### Prompt A
Answer each question below from the court judgment excerpt, marking your answers (i), (ii) and (iii).
(i) In what month and year did the inquiry agents report to the MIB?
(ii) On what date was the MIB joined as second defendant?
(iii) Who gave the judgment of the court on the claimant's appeal?
### Prompt B
List every date in the court judgment excerpt that gives a day, a month and a year.

### Text shown
Segment Open
It is reasonably clear that the decision which influenced Judge Yelton was the judgment of this court on the appeal in Smith v Hughes which was reported under the title Cranfield v Bridgegrove Ltd (see para 19 above) at paras 90-104.In that case Mr Hughes, an uninsured driver, had been involved in a road traffic accident in December 1997 in which the claimant was injured. When the Motor Insurers’ Bureau (“MIB”) became involved with the claim, they instructed inquiry agents who reported to them in April 1999 that Mr Hughes’s address in the electoral register was an address in Birchwood, near Warrington, but that he had left this address, and his current whereabouts were unknown. On 25th May 1999 the MIB passed this information onto the solicitors acting for the claimant’s mother, who had instructed the same firm in connection with her own claim. On 10th April 2001, when proceedings were instituted, the claim form and particulars of claim were sent by first class post to Mr Hughes at the Birchwood address. These documents were not returned to them by the Post Office. On 15th August 2001 the MIB was joined as second defendant, and they took the preliminary point that the claim form had not been served on Mr Hughes within the four months permitted for service.

24.

A district judge decided that the claim form had not been served on Mr Hughes on 12th April 2001 and dismissed the claim. This court allowed the claimant’s appeal. Dyson LJ, who gave the judgment of the court, said at paras 101-103:

“101.

It seems that there is some doubt as to the meaning and effect of rule 6.5(6) where service is effected on an individual at his last known residence. The notes to the ‘White Book’, Civil Procedure (Autumn 2002), vol 1 p 133 include the following: ‘The CPR do not make it clear whether service by post to a defendant’s last known address at which he no longer resides, and the defendant does not in fact receive the claim, is good service.’

102.
Segment Closed
### Material shown
Segment Open
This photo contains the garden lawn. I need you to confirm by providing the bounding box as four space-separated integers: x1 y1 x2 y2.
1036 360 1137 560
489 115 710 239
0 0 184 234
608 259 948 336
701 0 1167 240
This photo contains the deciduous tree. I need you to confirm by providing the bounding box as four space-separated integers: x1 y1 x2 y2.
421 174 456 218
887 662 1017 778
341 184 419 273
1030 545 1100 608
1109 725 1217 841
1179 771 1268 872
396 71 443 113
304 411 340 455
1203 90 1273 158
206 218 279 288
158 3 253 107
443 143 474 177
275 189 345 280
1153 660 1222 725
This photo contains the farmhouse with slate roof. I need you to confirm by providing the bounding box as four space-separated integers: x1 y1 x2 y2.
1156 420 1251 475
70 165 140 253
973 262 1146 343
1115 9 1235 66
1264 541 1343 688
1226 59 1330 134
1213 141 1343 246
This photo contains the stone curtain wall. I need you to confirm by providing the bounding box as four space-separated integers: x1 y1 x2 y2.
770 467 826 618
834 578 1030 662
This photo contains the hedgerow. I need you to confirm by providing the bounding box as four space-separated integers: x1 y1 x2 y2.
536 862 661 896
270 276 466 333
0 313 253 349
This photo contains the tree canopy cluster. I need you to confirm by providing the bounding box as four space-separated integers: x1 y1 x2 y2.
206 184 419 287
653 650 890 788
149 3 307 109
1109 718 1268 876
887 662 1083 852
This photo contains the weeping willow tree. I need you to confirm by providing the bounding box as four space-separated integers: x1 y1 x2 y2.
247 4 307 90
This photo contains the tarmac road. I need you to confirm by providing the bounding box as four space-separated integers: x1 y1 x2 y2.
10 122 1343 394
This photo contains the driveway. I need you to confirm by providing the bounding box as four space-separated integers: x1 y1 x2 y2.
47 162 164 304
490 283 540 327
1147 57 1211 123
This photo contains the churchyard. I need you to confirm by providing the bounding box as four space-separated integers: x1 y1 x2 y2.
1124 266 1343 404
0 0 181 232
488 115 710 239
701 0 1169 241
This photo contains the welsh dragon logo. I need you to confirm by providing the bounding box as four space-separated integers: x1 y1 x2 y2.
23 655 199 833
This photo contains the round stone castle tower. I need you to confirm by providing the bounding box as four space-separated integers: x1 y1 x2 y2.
Segment Closed
### Task response A
(i) April 1999
(ii) 15th August 2001
(iii) Dyson LJ

### Task response B
25th May 1999
10th April 2001
15th August 2001
12th April 2001